Arrange the lines below as a two-column CSV with the headers command and result. Each block becomes one row: its command text goes in the first field and its answer in the second, each field enclosed in double quotes with line breaks replaced by spaces.

—————

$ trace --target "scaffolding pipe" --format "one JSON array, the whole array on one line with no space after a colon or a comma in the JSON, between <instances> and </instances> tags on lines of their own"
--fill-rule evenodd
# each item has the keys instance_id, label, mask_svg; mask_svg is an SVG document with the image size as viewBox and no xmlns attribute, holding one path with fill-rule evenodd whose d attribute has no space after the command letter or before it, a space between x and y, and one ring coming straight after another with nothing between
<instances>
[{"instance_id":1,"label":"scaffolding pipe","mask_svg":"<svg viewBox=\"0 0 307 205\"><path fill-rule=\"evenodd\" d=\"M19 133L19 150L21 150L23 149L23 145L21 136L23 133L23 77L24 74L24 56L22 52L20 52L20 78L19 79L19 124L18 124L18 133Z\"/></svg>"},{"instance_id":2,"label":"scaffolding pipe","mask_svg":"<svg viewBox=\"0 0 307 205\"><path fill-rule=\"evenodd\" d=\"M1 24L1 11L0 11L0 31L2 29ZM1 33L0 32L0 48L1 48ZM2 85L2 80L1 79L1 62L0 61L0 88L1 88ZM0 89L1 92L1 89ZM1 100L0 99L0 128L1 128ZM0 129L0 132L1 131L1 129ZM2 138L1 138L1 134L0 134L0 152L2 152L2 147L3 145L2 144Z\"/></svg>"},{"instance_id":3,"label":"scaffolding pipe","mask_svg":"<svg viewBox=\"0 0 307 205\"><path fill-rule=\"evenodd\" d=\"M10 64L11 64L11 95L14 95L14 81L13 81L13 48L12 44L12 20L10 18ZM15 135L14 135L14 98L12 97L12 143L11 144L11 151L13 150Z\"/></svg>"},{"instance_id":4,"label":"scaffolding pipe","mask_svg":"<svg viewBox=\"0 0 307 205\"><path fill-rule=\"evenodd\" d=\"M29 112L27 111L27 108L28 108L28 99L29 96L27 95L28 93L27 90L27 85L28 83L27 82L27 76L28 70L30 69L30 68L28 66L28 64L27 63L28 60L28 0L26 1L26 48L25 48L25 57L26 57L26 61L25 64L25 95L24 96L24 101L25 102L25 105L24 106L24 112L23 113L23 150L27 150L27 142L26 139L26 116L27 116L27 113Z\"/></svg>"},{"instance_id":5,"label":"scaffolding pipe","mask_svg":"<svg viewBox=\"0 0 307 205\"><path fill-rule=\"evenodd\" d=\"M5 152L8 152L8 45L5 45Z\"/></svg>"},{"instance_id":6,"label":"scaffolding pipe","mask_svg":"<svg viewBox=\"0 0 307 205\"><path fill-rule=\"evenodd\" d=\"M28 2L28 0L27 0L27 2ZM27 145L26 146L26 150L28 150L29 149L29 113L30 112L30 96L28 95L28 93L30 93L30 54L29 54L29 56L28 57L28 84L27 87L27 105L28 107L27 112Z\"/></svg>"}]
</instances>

—————

• **Finished task**:
command,result
"$ trace --target ""scaffolding pipe"" --format ""one JSON array, the whole array on one line with no space after a colon or a comma in the JSON, between <instances> and </instances> tags on lines of their own"" --fill-rule evenodd # each item has the keys instance_id, label, mask_svg; mask_svg is an SVG document with the image size as viewBox and no xmlns attribute, holding one path with fill-rule evenodd whose d attribute has no space after the command letter or before it, a space between x and y, and one ring coming straight after another with nothing between","<instances> [{""instance_id"":1,""label"":""scaffolding pipe"",""mask_svg"":""<svg viewBox=\""0 0 307 205\""><path fill-rule=\""evenodd\"" d=\""M19 133L19 150L21 150L23 149L23 145L21 136L23 133L23 77L24 74L24 56L22 52L20 52L20 78L19 79L19 124L18 124L18 133Z\""/></svg>""},{""instance_id"":2,""label"":""scaffolding pipe"",""mask_svg"":""<svg viewBox=\""0 0 307 205\""><path fill-rule=\""evenodd\"" d=\""M1 24L1 11L0 11L0 31L2 29ZM1 33L0 32L0 48L1 48ZM2 85L2 80L1 79L1 62L0 61L0 88L1 88ZM0 89L1 92L1 89ZM1 100L0 99L0 128L1 128ZM0 129L0 132L1 131L1 129ZM2 138L1 138L1 134L0 134L0 152L2 152L2 147L3 145L2 144Z\""/></svg>""},{""instance_id"":3,""label"":""scaffolding pipe"",""mask_svg"":""<svg viewBox=\""0 0 307 205\""><path fill-rule=\""evenodd\"" d=\""M10 64L11 64L11 95L14 95L14 81L13 81L13 48L12 44L12 20L10 18ZM15 135L14 135L14 98L12 97L12 143L11 144L11 151L13 150Z\""/></svg>""},{""instance_id"":4,""label"":""scaffolding pipe"",""mask_svg"":""<svg viewBox=\""0 0 307 205\""><path fill-rule=\""evenodd\"" d=\""M29 112L27 111L27 108L28 108L28 99L29 96L27 95L28 93L27 90L27 85L28 83L27 82L27 76L28 70L30 69L30 68L28 66L28 64L27 63L28 60L28 0L26 1L26 48L25 48L25 57L26 57L26 61L25 64L25 95L24 96L24 101L25 102L25 105L24 106L24 112L23 113L23 150L27 150L27 142L26 139L26 116L27 116L27 113Z\""/></svg>""},{""instance_id"":5,""label"":""scaffolding pipe"",""mask_svg"":""<svg viewBox=\""0 0 307 205\""><path fill-rule=\""evenodd\"" d=\""M5 152L8 152L8 45L5 45Z\""/></svg>""},{""instance_id"":6,""label"":""scaffolding pipe"",""mask_svg"":""<svg viewBox=\""0 0 307 205\""><path fill-rule=\""evenodd\"" d=\""M28 2L28 0L27 0L27 2ZM27 145L26 146L26 150L28 150L29 149L29 113L30 112L30 96L28 95L28 93L30 93L30 54L29 54L29 56L28 57L28 84L27 87L27 105L28 107L27 112Z\""/></svg>""}] </instances>"